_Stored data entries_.

>> start

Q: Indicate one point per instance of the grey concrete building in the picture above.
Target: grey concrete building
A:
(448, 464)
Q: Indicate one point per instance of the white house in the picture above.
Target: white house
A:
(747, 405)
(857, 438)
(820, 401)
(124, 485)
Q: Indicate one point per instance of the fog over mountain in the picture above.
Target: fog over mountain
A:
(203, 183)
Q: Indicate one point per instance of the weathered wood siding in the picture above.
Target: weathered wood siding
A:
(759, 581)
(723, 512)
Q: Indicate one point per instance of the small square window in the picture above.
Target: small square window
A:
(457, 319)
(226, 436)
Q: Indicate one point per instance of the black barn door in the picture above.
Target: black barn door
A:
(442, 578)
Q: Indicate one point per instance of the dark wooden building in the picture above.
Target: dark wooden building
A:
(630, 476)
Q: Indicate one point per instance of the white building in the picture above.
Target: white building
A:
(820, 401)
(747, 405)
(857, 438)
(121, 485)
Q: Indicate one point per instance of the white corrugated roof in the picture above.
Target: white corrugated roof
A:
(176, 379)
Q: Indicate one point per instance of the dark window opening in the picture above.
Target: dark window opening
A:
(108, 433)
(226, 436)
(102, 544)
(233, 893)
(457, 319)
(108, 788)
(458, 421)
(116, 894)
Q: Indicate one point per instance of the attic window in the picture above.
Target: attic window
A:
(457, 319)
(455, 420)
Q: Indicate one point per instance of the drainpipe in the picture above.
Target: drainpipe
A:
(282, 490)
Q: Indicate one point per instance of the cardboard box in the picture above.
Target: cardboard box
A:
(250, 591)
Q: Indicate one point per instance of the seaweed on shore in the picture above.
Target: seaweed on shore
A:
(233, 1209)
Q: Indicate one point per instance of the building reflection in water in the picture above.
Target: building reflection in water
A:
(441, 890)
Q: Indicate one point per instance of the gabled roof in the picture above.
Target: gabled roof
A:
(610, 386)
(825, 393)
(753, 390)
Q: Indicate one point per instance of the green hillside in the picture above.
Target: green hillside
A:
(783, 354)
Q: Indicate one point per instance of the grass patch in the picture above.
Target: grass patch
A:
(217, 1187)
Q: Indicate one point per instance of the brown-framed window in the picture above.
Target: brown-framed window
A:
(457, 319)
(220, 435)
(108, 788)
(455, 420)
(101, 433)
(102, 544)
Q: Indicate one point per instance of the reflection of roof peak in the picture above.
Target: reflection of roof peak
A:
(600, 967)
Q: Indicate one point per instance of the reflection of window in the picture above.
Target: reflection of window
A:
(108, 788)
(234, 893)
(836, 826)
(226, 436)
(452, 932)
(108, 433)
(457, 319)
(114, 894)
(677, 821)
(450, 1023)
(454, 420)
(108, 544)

>> end

Copy all of the items above word for word, keeping every line as it is.

_Task result_.
Q: Indicate one point per instance of the grey concrete building in the picture above.
Target: grey concrete building
A:
(448, 464)
Q: Indicate one point per instance of the white house in the picture above.
Target: white house
A:
(747, 405)
(857, 438)
(820, 401)
(124, 485)
Q: Indicate one point per instance of the fog over mountain in the picture above.
Target: fog over mountain
A:
(203, 183)
Q: Indicate one point per instance of the weathered wood siding in the picture above.
Target: weathered wood siding
A:
(759, 581)
(723, 512)
Q: Indicate one point per instance of the small square window in the picture above.
Target: small square window
A:
(457, 319)
(226, 436)
Q: Indicate one point per instance of the black barn door in the picture above.
Target: black barn door
A:
(442, 578)
Q: Indicate one point per instance of the dark wooden building in the picture above.
Target: dark wooden building
A:
(630, 476)
Q: Indicate one point per instance of the white building in the picture above.
Target: white building
A:
(820, 401)
(747, 405)
(857, 438)
(121, 485)
Q: Indicate one point per instance of the white corrugated roof in the picture above.
Target: white corrugated roof
A:
(176, 379)
Q: Indicate one point per instance of the dark window opening in the picture above.
Target: dark window opening
A:
(108, 433)
(226, 436)
(102, 544)
(233, 893)
(457, 319)
(108, 788)
(458, 421)
(116, 894)
Q: Indicate one point per instance of the attic window in the picture above.
Target: attic window
A:
(457, 319)
(455, 420)
Q: Indicate one point per instance of the drainpipe in the picture above.
Target: drainpipe
A:
(282, 490)
Q: Indicate one point per instance of the cardboard box in the picture above.
Target: cardboard box
A:
(250, 591)
Q: Indicate one point per instance of the seaweed on shore in the picture above.
Target: seaweed on shore
A:
(233, 1209)
Q: Indicate one point per instance of the building reflection in water in the picture above.
Target: building reflection in water
A:
(441, 890)
Q: Indicate one point per instance of the gabled roof in the picture above.
Target: gabled roof
A:
(610, 386)
(825, 393)
(753, 390)
Q: Indicate one point per instance of the green hillside in the picture above.
Target: green hillside
A:
(783, 354)
Q: Indicate one point per instance of the grass patch in the picture above.
Target: grass patch
A:
(217, 1187)
Q: Indicate one point per instance of the brown-framed window in the picture above.
Target: brown-framed window
A:
(457, 319)
(220, 435)
(108, 788)
(455, 420)
(101, 433)
(102, 544)
Q: Indicate one point per instance of the reflection of roof peak in the picture above.
Target: reflection of roof peak
A:
(600, 967)
Q: Indicate one point per instance of the reflection of window in the picture above.
Target: reflection of window
A:
(108, 788)
(234, 893)
(836, 826)
(226, 436)
(452, 932)
(108, 433)
(457, 319)
(114, 894)
(677, 821)
(450, 1023)
(454, 420)
(108, 544)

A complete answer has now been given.